Stored records
/---
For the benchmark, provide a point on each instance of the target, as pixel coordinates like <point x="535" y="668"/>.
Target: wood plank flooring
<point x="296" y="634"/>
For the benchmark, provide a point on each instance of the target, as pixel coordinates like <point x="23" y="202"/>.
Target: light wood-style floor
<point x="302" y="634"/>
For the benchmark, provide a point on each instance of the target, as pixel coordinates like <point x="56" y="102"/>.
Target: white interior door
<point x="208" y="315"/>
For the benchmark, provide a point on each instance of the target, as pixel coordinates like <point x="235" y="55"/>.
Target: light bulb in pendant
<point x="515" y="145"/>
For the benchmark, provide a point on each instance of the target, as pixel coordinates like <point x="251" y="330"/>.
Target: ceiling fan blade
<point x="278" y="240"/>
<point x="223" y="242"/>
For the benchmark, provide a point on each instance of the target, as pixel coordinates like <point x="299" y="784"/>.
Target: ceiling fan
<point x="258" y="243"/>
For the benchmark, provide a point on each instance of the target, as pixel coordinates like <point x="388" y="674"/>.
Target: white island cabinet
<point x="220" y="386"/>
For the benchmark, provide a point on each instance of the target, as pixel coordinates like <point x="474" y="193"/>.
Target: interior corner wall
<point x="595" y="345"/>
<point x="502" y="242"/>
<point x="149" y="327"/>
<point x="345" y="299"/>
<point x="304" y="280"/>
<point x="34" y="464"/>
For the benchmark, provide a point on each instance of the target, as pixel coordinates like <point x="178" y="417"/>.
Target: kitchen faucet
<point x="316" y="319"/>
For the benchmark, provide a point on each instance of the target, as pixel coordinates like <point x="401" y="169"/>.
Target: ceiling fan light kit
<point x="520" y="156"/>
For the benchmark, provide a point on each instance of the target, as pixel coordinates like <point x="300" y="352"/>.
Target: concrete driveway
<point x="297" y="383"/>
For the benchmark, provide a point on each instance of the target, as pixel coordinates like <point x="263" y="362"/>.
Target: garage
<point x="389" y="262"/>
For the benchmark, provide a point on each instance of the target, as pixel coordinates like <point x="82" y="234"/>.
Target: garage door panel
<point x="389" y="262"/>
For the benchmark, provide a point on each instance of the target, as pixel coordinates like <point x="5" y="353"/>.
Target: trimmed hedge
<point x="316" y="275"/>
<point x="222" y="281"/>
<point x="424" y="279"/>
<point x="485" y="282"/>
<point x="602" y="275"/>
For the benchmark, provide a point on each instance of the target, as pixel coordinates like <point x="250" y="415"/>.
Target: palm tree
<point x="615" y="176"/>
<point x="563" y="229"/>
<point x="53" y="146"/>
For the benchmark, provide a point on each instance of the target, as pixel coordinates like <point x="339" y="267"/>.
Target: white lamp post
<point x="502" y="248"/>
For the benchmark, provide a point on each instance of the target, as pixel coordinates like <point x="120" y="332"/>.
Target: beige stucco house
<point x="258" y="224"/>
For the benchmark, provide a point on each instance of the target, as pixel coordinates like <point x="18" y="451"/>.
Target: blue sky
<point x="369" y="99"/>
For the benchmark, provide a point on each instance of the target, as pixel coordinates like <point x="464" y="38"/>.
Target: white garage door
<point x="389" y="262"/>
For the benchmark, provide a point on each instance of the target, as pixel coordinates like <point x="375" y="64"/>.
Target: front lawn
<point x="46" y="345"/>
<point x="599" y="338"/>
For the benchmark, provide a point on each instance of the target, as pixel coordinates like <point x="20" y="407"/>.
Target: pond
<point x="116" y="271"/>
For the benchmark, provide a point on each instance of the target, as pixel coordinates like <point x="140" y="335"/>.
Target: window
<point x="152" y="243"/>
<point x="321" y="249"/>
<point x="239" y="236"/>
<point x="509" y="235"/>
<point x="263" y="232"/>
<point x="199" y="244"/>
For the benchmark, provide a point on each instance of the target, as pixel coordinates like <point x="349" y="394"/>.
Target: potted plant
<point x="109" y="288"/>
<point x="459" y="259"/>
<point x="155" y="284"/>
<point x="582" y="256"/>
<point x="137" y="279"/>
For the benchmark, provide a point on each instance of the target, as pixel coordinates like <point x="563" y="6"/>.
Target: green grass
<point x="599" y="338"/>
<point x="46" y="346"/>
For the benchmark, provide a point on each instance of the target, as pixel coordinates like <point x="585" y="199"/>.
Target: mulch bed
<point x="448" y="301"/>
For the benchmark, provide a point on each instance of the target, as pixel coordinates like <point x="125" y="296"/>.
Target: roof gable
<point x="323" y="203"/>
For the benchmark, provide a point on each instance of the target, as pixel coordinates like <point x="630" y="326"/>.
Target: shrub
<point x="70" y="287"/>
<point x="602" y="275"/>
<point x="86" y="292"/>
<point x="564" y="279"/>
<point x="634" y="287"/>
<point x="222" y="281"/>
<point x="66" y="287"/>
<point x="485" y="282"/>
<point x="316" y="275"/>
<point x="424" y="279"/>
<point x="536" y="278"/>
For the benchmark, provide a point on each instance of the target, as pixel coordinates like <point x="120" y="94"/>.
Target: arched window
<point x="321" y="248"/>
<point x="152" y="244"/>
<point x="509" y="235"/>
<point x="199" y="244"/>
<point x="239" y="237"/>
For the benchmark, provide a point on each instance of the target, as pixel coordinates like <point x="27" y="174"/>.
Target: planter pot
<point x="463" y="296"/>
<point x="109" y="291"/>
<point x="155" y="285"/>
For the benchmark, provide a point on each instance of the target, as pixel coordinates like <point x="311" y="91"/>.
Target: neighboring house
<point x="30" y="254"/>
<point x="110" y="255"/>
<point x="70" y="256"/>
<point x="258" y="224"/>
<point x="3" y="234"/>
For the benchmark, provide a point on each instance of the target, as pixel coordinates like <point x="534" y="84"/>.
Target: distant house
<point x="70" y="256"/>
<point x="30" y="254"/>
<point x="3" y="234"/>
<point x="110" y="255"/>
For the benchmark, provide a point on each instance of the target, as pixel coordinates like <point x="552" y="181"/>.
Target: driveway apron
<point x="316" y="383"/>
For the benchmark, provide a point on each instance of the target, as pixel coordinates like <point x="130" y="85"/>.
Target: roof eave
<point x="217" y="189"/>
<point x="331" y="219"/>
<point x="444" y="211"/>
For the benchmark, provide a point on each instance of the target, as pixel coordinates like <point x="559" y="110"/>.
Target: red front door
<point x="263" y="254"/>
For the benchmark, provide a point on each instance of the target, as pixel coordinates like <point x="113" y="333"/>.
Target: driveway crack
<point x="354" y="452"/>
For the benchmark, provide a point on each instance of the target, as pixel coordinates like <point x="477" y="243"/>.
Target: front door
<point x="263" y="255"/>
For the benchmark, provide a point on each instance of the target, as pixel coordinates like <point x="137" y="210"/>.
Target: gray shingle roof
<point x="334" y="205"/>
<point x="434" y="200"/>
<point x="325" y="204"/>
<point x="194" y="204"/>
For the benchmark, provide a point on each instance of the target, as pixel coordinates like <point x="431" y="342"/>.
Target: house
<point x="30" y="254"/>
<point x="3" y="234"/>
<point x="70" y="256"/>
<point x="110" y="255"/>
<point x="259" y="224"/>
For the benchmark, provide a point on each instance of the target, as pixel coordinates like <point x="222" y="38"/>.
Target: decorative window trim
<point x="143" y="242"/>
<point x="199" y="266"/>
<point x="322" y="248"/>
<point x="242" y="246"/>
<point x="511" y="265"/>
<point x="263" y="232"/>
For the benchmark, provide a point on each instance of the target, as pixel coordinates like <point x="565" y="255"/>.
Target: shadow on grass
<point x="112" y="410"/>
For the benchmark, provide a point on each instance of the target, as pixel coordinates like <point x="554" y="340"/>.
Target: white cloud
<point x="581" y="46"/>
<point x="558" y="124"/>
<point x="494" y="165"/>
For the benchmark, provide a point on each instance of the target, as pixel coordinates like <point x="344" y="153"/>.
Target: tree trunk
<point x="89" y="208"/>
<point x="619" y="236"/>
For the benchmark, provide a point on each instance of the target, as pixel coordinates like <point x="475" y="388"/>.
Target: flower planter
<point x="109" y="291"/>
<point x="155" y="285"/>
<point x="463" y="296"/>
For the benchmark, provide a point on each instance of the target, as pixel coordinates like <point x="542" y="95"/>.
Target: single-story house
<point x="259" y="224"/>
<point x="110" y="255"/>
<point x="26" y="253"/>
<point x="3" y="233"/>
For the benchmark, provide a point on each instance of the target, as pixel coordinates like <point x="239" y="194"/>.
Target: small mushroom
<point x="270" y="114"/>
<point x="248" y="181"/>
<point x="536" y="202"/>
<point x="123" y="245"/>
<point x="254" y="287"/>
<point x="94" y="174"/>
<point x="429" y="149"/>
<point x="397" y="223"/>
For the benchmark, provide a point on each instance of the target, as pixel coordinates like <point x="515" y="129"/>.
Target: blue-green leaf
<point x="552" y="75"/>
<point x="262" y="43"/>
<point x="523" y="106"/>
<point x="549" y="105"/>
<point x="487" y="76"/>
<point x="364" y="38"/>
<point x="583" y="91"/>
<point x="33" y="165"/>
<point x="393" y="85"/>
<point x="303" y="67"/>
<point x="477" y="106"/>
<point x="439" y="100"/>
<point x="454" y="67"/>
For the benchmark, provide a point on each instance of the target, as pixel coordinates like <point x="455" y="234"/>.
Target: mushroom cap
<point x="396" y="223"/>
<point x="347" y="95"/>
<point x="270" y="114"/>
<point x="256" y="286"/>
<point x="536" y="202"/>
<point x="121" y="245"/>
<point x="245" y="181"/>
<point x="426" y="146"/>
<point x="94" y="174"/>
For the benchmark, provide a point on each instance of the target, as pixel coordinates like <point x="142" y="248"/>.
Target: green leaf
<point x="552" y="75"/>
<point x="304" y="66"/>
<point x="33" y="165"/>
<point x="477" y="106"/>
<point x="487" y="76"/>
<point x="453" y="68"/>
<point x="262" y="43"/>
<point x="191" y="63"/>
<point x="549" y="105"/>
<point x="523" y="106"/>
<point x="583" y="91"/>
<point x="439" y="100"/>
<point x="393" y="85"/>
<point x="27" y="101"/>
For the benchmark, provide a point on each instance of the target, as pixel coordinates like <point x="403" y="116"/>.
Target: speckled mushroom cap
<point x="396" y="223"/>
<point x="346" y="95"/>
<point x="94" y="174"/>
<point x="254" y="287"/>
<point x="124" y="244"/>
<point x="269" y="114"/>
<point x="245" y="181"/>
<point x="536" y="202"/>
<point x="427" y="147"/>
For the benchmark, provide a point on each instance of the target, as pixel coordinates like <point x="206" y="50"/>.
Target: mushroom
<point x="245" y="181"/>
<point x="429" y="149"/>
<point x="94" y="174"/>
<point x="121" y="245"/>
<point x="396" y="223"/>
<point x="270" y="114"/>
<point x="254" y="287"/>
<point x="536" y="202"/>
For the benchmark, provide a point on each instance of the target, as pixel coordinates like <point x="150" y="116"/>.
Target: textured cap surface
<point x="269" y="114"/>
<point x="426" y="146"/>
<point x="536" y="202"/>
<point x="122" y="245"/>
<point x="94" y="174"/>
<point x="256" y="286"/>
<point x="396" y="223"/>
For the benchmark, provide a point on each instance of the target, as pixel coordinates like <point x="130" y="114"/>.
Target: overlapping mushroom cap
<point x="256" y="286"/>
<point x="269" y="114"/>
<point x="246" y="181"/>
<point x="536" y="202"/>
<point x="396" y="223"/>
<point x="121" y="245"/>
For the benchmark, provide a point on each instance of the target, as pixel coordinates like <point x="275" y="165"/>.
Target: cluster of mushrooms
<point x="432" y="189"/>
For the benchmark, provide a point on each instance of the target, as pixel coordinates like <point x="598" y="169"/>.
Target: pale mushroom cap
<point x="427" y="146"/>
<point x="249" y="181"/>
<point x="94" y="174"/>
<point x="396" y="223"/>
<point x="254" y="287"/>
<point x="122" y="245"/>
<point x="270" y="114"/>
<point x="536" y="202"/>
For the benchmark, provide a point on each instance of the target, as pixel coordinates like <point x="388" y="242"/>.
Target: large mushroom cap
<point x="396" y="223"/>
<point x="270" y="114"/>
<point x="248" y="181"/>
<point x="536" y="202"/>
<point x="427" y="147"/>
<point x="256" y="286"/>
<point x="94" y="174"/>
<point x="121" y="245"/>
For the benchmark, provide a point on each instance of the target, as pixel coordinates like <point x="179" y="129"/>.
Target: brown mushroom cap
\---
What you need to do
Report every line in the data above that contains the string "driveway", copying each such line in full. Treat case as significant.

Correct answer
Target: concrete driveway
Target: driveway apron
Target: driveway crack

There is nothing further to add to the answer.